Apuro los últimos días, antes de
recoger bártulos y dar carpetazo a la rutina laboral para coger vacaciones.
Necesito desprenderme de un cierto cansancio, de esta relativa atonía. El caso
es esfumarme, ¡yiap!, como si tal ratoncillo; salir, Miralles, moverme, viajar.
Revivo mientras tanto esos ratos de charla con mi amigo Pere, ociosamente
dilatados, disfrutados con una morosidad consentida, la mirada flotando siempre
en la misma dirección, la única posible: la que lleva al mar... Escenas
perduradas en nuestros encuentros, cada vez un verano tras otro hemos departido
y reído, y nos hemos reconocido calladamente alguna nueva pata de gallo en los
ojos que sonríen, el inexorable tránsito del tiempo que el bronceado sabiamente
matiza. Pienso en Pere, pienso en Carlos y en Esteban; también en Txema. Pienso
en ellos, mis amigos. Pienso en Laredo y Torredembarra, mis lugares estivales y
mis mares. Días de agosto, días de holgar...

Registros de cuadros etiquetados
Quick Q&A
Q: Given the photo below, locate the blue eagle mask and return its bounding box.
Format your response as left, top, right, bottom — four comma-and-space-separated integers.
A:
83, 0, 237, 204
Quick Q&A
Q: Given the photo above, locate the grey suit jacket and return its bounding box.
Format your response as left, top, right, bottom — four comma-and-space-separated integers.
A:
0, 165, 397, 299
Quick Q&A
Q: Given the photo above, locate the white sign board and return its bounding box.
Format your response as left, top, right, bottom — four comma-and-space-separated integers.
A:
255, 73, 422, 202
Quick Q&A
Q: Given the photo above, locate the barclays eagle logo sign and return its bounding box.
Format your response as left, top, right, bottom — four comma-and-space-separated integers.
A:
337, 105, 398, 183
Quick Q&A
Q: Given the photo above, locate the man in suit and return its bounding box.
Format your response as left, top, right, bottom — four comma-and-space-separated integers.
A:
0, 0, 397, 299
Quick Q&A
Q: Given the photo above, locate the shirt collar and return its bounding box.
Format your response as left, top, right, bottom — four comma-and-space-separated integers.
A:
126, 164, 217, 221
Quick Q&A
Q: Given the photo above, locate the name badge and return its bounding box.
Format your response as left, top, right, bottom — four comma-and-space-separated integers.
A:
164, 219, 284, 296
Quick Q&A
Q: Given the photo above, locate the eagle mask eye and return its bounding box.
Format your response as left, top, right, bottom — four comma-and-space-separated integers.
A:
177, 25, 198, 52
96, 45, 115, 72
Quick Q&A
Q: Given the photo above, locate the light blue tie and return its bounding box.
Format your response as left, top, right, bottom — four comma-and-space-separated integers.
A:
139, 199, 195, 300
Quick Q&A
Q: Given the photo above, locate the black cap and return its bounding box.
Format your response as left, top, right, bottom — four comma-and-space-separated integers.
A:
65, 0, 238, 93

REQUISITOS DEL EJERCICIO -> Transcribe sin cambios, del pasaje sobre las vacaciones de verano, el tramo que va desde "Necesito desprenderme de" hasta "días de holgar...", ambos incluidos. El listado no guarda relación alguna con el pasaje.

EL RESULTADO ->
Necesito desprenderme de un cierto cansancio, de esta relativa atonía. El caso
es esfumarme, ¡yiap!, como si tal ratoncillo; salir, Miralles, moverme, viajar.
Revivo mientras tanto esos ratos de charla con mi amigo Pere, ociosamente
dilatados, disfrutados con una morosidad consentida, la mirada flotando siempre
en la misma dirección, la única posible: la que lleva al mar... Escenas
perduradas en nuestros encuentros, cada vez un verano tras otro hemos departido
y reído, y nos hemos reconocido calladamente alguna nueva pata de gallo en los
ojos que sonríen, el inexorable tránsito del tiempo que el bronceado sabiamente
matiza. Pienso en Pere, pienso en Carlos y en Esteban; también en Txema. Pienso
en ellos, mis amigos. Pienso en Laredo y Torredembarra, mis lugares estivales y
mis mares. Días de agosto, días de holgar...